REQUIREMENTS:
Copy every line of the entries below, requests included, and scale the polygon vertex coordinates in the answers by 1.25, rounding each to a whole number with halves rounded up. Leave the numbers in the requests and their format samples unchanged.

● ● ● ● ● ● ●

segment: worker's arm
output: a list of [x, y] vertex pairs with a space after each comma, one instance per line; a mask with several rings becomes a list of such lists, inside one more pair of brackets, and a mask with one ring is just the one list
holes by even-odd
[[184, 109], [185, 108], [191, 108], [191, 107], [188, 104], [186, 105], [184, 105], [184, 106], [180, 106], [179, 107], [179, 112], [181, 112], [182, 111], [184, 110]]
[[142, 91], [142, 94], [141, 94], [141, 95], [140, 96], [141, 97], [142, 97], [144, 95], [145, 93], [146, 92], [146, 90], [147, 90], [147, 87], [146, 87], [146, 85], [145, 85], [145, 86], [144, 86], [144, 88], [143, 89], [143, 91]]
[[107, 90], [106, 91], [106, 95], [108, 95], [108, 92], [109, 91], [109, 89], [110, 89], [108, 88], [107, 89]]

● ● ● ● ● ● ●

THE RESPONSE:
segment: worker's arm
output: a list of [x, y] vertex pairs with a space after each comma, one instance per line; a mask with several rings becomes a list of such lists, inside one more pair of brackets, and a mask with one ring is just the one list
holes by even-odd
[[230, 136], [231, 135], [239, 135], [239, 134], [235, 130], [233, 131], [230, 131], [230, 133], [225, 133], [224, 134], [224, 140], [226, 140], [228, 139], [230, 138]]
[[178, 114], [178, 118], [176, 118], [176, 119], [175, 120], [176, 121], [178, 121], [180, 119], [181, 116], [183, 115], [183, 113], [184, 113], [184, 109], [183, 109], [183, 106], [181, 106], [181, 108], [180, 108], [180, 110], [179, 111], [179, 114]]
[[134, 113], [133, 114], [133, 119], [135, 119], [135, 115], [136, 114], [136, 111], [138, 111], [135, 110], [134, 111]]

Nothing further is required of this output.